All of the data needs to be repeated exactly.

Exercise data START

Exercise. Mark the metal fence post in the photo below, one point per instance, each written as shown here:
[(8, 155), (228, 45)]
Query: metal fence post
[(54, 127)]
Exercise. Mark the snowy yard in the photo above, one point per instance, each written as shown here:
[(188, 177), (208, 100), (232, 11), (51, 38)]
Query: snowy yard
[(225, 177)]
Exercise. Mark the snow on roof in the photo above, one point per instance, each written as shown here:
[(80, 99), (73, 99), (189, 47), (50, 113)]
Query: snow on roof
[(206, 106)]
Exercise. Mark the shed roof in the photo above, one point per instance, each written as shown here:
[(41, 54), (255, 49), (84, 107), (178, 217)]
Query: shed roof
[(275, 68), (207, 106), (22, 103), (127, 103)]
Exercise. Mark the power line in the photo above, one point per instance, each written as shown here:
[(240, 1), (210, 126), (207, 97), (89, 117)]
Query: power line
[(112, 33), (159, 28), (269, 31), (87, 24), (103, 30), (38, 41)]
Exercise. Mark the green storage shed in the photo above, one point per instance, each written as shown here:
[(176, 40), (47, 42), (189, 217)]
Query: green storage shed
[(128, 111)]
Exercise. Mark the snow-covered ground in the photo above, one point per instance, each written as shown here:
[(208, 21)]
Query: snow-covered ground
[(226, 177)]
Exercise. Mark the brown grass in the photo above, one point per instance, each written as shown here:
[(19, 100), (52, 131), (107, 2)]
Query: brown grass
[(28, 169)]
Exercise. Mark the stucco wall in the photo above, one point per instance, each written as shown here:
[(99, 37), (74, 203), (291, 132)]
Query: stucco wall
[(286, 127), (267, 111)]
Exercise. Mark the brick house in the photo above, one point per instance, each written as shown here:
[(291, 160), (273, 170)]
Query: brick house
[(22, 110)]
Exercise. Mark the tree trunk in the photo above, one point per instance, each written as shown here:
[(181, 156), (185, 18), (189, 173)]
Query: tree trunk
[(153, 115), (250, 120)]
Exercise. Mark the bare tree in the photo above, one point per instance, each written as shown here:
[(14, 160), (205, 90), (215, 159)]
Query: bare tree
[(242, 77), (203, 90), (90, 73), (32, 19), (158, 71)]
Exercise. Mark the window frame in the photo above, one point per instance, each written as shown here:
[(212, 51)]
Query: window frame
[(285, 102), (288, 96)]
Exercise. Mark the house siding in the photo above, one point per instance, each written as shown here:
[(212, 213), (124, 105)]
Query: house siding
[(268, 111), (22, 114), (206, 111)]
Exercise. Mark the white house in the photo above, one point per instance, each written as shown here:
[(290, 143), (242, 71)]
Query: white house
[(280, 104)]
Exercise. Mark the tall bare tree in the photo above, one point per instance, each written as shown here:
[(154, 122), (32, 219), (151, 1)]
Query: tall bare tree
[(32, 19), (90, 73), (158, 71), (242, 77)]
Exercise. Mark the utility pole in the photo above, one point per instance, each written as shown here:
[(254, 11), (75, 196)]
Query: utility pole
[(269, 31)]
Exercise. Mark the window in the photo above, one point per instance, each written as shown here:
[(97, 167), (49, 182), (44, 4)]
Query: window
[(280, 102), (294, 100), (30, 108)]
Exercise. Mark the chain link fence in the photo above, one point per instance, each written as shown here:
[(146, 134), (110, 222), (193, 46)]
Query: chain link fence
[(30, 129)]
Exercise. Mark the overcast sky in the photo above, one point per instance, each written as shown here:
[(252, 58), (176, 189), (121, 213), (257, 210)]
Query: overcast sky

Exercise data END

### [Solved exercise]
Exercise. Mark the metal fence post in the photo below, one point per instance, each written as shown here:
[(8, 155), (228, 45)]
Query: metal fence post
[(54, 127)]
Exercise. Mark the snowy yard in the photo above, one point per instance, each written as shown here:
[(188, 177), (208, 100), (232, 11), (51, 38)]
Query: snowy yard
[(225, 177)]
Exercise. Mark the snow on roof in the photo above, one point per instance, each written as shown here:
[(80, 99), (73, 99), (189, 47), (50, 113)]
Query: snow on roof
[(206, 106)]
Exercise. Mark the shed roof in the photo above, one point per instance, each written as shown here:
[(41, 54), (255, 49), (84, 107), (178, 217)]
Query: shed roof
[(275, 68), (207, 106), (22, 103), (127, 103)]
Exercise. Mark the power line in the photo above, one point per instance, each written as shown here:
[(240, 1), (210, 126), (207, 97), (89, 117)]
Query: power line
[(112, 33), (159, 28), (269, 31), (87, 24), (103, 30), (38, 41)]
Exercise. Mark the green storage shed in the photo above, one point per instance, each written as shown here:
[(176, 40), (47, 42), (189, 217)]
Query: green storage shed
[(128, 111)]
Exercise. Mark the snow-covered ground in the photo above, one point per instance, each written as shown here:
[(208, 21)]
Query: snow-covered ground
[(226, 177)]
Exercise. Mark the brown grass in the photo above, one point per instance, each written as shown here:
[(19, 100), (52, 131), (107, 2)]
Query: brown grass
[(28, 169)]
Exercise. Mark the stucco wall in the photo above, one point per instance, each written as shown here:
[(99, 37), (74, 203), (291, 132)]
Query: stucco wall
[(286, 127), (267, 111)]
Exercise. Mark the brick house in the photo above, one point per instance, each written as shown here:
[(291, 160), (273, 170)]
Query: brick house
[(22, 110)]
Exercise. Mark the tree trunk in the photo above, one point per instance, each written as shown here:
[(181, 156), (185, 18), (189, 173)]
Query: tree trunk
[(153, 115), (250, 120)]
Exercise. Mark the bare tree in the photo above, one point per instance, each written as shown here:
[(14, 160), (205, 90), (215, 159)]
Query: bare tree
[(242, 77), (203, 90), (90, 73), (32, 19), (158, 71)]
Exercise. Mark the window frame in the photo above, one point per instance, each written as shown here:
[(212, 51)]
Query: window frame
[(285, 102), (288, 96)]
Exercise. Mark the house siding in the photo above, one point per instance, each written as shown here:
[(212, 213), (124, 105)]
Query: house siding
[(268, 111), (22, 114), (206, 111)]
Exercise. Mark the white house in the photo above, one point per instance, each written as shown here:
[(290, 143), (242, 71)]
Query: white house
[(280, 104)]
Exercise. Mark the tall bare tree in the photo above, one point per instance, each written as shown here:
[(154, 122), (32, 219), (151, 1)]
Query: tall bare tree
[(32, 19), (90, 73), (158, 71), (242, 77)]
Exercise. Mark the utility pole in the photo above, one point per instance, each written as shown here:
[(254, 11), (75, 196)]
Query: utility pole
[(269, 31)]
Exercise. Mark the window in the photo above, one point per instance, each written as shown here:
[(97, 167), (49, 182), (44, 4)]
Query: window
[(280, 102), (294, 100), (30, 108)]
Exercise. Mark the chain link fence in the photo above, one point per instance, each written as shown here:
[(146, 134), (110, 222), (193, 46)]
Query: chain link fence
[(30, 129)]
Exercise. Mark the overcast sky in the photo above, one point per instance, each written as shown here:
[(252, 58), (176, 189), (121, 213), (257, 210)]
Query: overcast sky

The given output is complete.